== Set task ==
All of the data should be repeated exactly; pictures are not part of the copy.

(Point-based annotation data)
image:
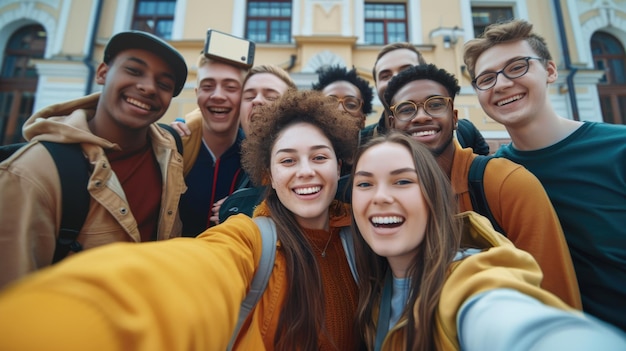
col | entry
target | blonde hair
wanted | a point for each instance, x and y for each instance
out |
(272, 69)
(499, 33)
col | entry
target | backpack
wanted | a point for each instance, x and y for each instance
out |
(73, 171)
(266, 265)
(477, 190)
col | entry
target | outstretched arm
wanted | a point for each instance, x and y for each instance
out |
(505, 319)
(180, 294)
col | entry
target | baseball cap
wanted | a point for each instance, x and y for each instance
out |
(135, 39)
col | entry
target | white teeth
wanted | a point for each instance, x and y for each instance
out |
(509, 100)
(387, 220)
(307, 191)
(219, 110)
(424, 133)
(138, 103)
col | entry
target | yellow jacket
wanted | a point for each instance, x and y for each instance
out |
(522, 208)
(501, 265)
(180, 294)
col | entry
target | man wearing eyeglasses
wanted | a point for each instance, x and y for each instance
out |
(582, 165)
(421, 100)
(353, 94)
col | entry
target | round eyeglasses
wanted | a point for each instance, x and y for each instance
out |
(512, 70)
(434, 106)
(350, 104)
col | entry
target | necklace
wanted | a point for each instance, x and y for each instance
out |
(323, 254)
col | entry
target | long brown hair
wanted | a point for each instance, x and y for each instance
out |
(301, 319)
(427, 271)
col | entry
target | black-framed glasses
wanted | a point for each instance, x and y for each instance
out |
(350, 104)
(434, 106)
(512, 70)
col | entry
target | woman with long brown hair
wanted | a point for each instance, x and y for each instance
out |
(433, 280)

== Solution below ==
image:
col | entry
target | blonde hair
wanted | a point for each instance, x and y for each instance
out |
(272, 69)
(499, 33)
col | entry
target | backpack
wanted | a point for each instance, x and y for each instance
out |
(73, 171)
(266, 265)
(477, 190)
col | entry
target | outstretched arm
wanted | a point for each instance, x and y for each instance
out |
(505, 319)
(180, 294)
col | entry
target | baseball cap
wanted | a point for each instance, x and y for each instance
out |
(135, 39)
col | entry
target | white teeth
wanted | a point for each instance, x and y for each instance
out |
(509, 100)
(387, 220)
(307, 191)
(219, 110)
(424, 133)
(138, 103)
col | entry
target | yellow jacket
wanted | a point for each instance, x and y for each instance
out |
(522, 208)
(501, 265)
(180, 294)
col | entry
target | man wearing eyeglasses
wanted | a point for each instance, x and y for each instance
out |
(582, 165)
(421, 100)
(353, 94)
col | entry
target | round eyeglasses
wanted | a point for each instance, x and y for each instance
out |
(512, 70)
(434, 106)
(350, 104)
col | entry
target | necklace
wanted | a point for each instance, x and y for each instance
out |
(323, 254)
col | entry
target | long brown hair
wanted | a point for each instance, x and y for each instance
out |
(301, 319)
(427, 271)
col | entry
target | black-framed glasses
wanted | a point for each instance, x and y for each instance
out |
(350, 104)
(434, 106)
(512, 70)
col | entry
target | woman with long brown hair
wanted | a point for each instance, x and y for each instance
out |
(433, 280)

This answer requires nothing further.